*YOUR OBJECTIVE:* Write out everything from the line containing "230L85 231L82 236L89" down to the line containing "positive clicks: (112, 225) (100, 225)", substituting "coarse mask" for "rough mask" and leaving the rest of those items unchanged.

-- Opening Marker --

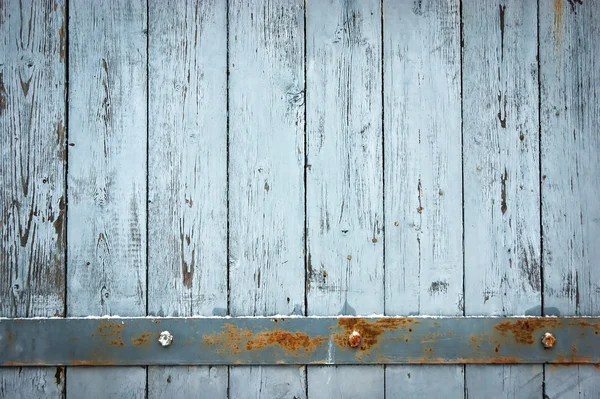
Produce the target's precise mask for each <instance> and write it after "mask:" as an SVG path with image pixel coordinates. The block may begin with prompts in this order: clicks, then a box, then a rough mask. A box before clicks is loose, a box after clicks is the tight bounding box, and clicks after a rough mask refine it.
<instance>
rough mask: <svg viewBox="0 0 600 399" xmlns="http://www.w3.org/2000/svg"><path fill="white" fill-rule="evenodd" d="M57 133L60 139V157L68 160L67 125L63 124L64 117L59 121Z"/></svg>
mask: <svg viewBox="0 0 600 399" xmlns="http://www.w3.org/2000/svg"><path fill="white" fill-rule="evenodd" d="M56 135H57V141H58V158H59V159H61V160H63V161H66V160H67V147H65V127H64V126H63V123H62V119H60V120H59V121H58V125H57V127H56Z"/></svg>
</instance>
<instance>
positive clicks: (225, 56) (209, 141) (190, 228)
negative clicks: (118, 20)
mask: <svg viewBox="0 0 600 399" xmlns="http://www.w3.org/2000/svg"><path fill="white" fill-rule="evenodd" d="M226 23H227V18H226V3H225V2H223V1H216V0H211V1H200V0H188V1H185V2H181V1H175V0H171V1H163V0H151V1H150V4H149V35H150V36H149V50H148V57H149V76H148V82H149V87H148V90H149V143H148V149H149V153H148V162H149V167H148V179H149V183H148V190H149V204H148V207H149V211H148V232H149V233H148V312H149V314H151V315H158V316H193V315H204V316H210V315H213V314H215V315H225V312H226V308H227V103H226V90H227V87H226V85H227V75H226V71H227V65H226V64H227V24H226ZM199 392H202V394H203V395H205V396H207V397H211V398H219V397H226V396H227V367H149V369H148V393H149V397H151V398H157V397H160V398H162V397H164V398H171V397H191V396H196V395H197V394H198V393H199Z"/></svg>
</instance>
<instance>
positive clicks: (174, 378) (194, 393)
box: [148, 366, 244, 399]
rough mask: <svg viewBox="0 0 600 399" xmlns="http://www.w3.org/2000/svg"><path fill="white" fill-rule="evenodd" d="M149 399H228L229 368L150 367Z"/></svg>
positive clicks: (148, 395)
mask: <svg viewBox="0 0 600 399" xmlns="http://www.w3.org/2000/svg"><path fill="white" fill-rule="evenodd" d="M242 386H243V384H242ZM231 397H232V398H233V396H231ZM239 397H244V396H243V395H242V396H239ZM148 398H165V399H171V398H210V399H212V398H227V367H223V366H221V367H212V366H210V367H194V366H189V367H183V366H182V367H148Z"/></svg>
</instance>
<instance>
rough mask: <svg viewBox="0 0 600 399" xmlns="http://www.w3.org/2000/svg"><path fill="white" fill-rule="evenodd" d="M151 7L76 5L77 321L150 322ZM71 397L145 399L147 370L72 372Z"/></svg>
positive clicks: (138, 4) (71, 31) (75, 267)
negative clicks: (149, 98) (148, 13)
mask: <svg viewBox="0 0 600 399" xmlns="http://www.w3.org/2000/svg"><path fill="white" fill-rule="evenodd" d="M146 34H147V26H146V2H145V1H142V0H138V1H118V2H114V3H113V2H107V1H99V2H79V1H75V2H71V3H70V5H69V49H68V50H69V146H70V147H69V173H68V182H67V183H68V201H69V203H68V214H67V216H68V217H67V221H68V223H67V234H68V265H67V266H68V267H67V270H68V278H67V283H68V284H67V288H68V296H67V313H68V315H69V316H88V315H107V314H108V315H120V316H127V315H130V316H141V315H145V313H146V155H147V154H146V135H147V131H146V125H147V123H146V121H147V110H146V105H147V104H146V97H147V93H146V83H147V76H146V68H147V57H146ZM67 378H68V381H67V385H68V386H67V396H68V397H70V398H81V397H90V396H91V397H110V396H111V395H114V396H121V397H124V396H125V395H126V396H127V397H129V398H143V397H144V396H145V385H146V371H145V369H144V368H141V367H135V368H81V367H74V368H70V369H69V370H68V373H67Z"/></svg>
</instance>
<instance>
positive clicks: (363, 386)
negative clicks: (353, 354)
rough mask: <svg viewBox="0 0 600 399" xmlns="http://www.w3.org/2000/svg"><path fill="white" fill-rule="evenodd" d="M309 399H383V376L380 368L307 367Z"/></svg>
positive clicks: (343, 366) (369, 366) (308, 391)
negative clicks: (351, 398)
mask: <svg viewBox="0 0 600 399" xmlns="http://www.w3.org/2000/svg"><path fill="white" fill-rule="evenodd" d="M308 372H309V373H310V376H309V379H308V381H309V385H308V392H309V397H310V398H323V399H329V398H331V399H334V398H335V399H349V398H356V399H359V398H383V397H384V394H383V386H384V375H383V372H382V370H381V368H380V367H371V366H328V367H318V368H317V367H312V366H311V367H308Z"/></svg>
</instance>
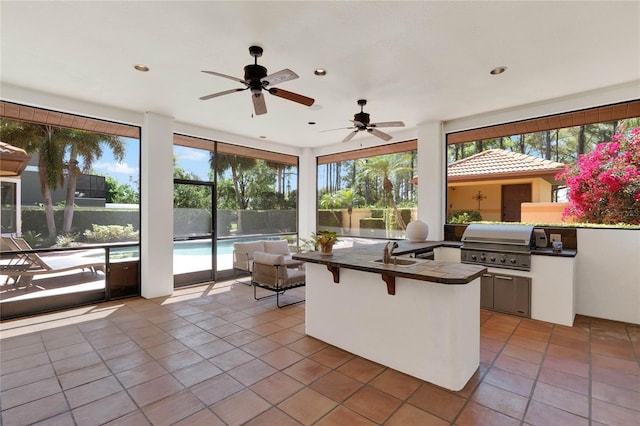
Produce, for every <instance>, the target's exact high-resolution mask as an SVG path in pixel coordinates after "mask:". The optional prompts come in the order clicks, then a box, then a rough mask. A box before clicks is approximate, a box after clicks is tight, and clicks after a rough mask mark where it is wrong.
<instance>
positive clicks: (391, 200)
mask: <svg viewBox="0 0 640 426" xmlns="http://www.w3.org/2000/svg"><path fill="white" fill-rule="evenodd" d="M410 162H411V155H410V154H408V153H402V154H388V155H380V156H377V157H371V158H368V159H367V160H366V161H364V163H363V173H364V176H365V177H376V178H380V179H382V188H383V190H384V194H385V196H386V199H387V201H388V202H389V203H390V204H391V207H392V208H393V212H394V215H395V217H396V222H397V224H398V226H399V227H400V229H402V230H405V229H406V228H407V225H406V223H405V222H404V220H403V219H402V216H401V215H400V211H399V210H398V205H397V204H396V200H395V197H394V195H393V183H392V182H391V178H392V177H395V176H396V175H398V174H401V173H403V172H408V171H412V170H413V168H412V167H410V166H409V164H410Z"/></svg>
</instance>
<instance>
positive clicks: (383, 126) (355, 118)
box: [334, 99, 404, 142]
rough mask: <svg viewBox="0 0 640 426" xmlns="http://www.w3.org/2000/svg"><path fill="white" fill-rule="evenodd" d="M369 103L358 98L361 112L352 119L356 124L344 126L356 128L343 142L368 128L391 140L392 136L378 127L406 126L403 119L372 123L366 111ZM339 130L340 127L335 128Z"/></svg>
mask: <svg viewBox="0 0 640 426" xmlns="http://www.w3.org/2000/svg"><path fill="white" fill-rule="evenodd" d="M366 104H367V100H366V99H358V105H360V112H359V113H357V114H355V115H354V116H353V120H350V121H351V122H352V123H353V124H354V125H353V127H344V129H355V130H354V131H353V132H351V133H349V134H348V135H347V137H346V138H344V139H343V140H342V142H348V141H350V140H351V139H353V137H354V136H355V135H356V134H357V133H358V132H362V131H364V130H366V131H367V132H369V133H371V134H372V135H374V136H377V137H379V138H380V139H384V140H385V141H389V140H391V138H392V136H391V135H388V134H386V133H384V132H381V131H380V130H378V129H377V128H378V127H404V123H403V122H402V121H384V122H380V123H370V118H369V114H367V113H366V112H364V106H365V105H366ZM334 130H339V129H334Z"/></svg>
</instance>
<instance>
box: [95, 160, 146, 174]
mask: <svg viewBox="0 0 640 426" xmlns="http://www.w3.org/2000/svg"><path fill="white" fill-rule="evenodd" d="M92 168H93V170H95V171H96V172H100V173H104V174H105V175H112V174H124V175H127V176H131V175H133V176H138V168H137V167H131V166H130V165H128V164H127V163H108V162H105V163H101V162H97V163H93V166H92Z"/></svg>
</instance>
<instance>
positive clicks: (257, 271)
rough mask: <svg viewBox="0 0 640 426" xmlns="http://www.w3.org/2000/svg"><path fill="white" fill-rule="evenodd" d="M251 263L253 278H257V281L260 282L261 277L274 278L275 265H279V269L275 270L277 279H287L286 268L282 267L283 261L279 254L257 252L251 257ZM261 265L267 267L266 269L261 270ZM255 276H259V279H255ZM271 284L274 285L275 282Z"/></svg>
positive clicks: (284, 260)
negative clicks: (272, 277) (267, 265)
mask: <svg viewBox="0 0 640 426" xmlns="http://www.w3.org/2000/svg"><path fill="white" fill-rule="evenodd" d="M253 262H254V278H258V281H259V280H260V278H264V277H262V275H267V276H269V277H273V278H275V270H276V268H275V266H276V265H279V267H278V268H277V271H278V278H281V279H286V278H287V267H286V266H285V265H284V262H285V259H284V256H283V255H281V254H271V253H263V252H259V251H257V252H255V254H254V256H253ZM256 265H259V266H256ZM262 265H268V266H267V267H266V268H263V267H262ZM255 274H257V275H261V277H255ZM273 284H274V285H275V282H273Z"/></svg>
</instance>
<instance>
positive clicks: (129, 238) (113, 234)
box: [84, 224, 138, 243]
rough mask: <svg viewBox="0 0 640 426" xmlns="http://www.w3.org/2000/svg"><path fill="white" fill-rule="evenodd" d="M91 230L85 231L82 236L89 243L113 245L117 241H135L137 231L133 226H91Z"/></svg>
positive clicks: (112, 225) (100, 225)
mask: <svg viewBox="0 0 640 426" xmlns="http://www.w3.org/2000/svg"><path fill="white" fill-rule="evenodd" d="M92 227H93V230H91V231H85V232H84V236H85V238H86V239H87V241H89V242H91V243H114V242H118V241H137V240H138V231H134V230H133V225H131V224H129V225H127V226H122V225H92Z"/></svg>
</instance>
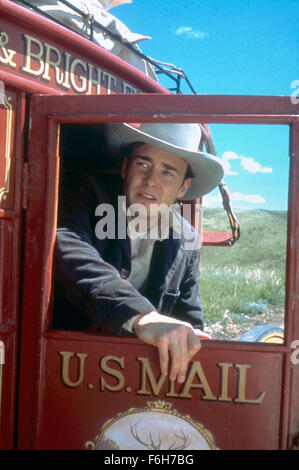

-- Closing Marker --

*SOLUTION TO THE EXERCISE:*
coarse mask: <svg viewBox="0 0 640 426" xmlns="http://www.w3.org/2000/svg"><path fill="white" fill-rule="evenodd" d="M91 230L85 231L82 236L89 243L113 245L117 241H135L137 231L133 226H91Z"/></svg>
positive clicks: (112, 225) (100, 225)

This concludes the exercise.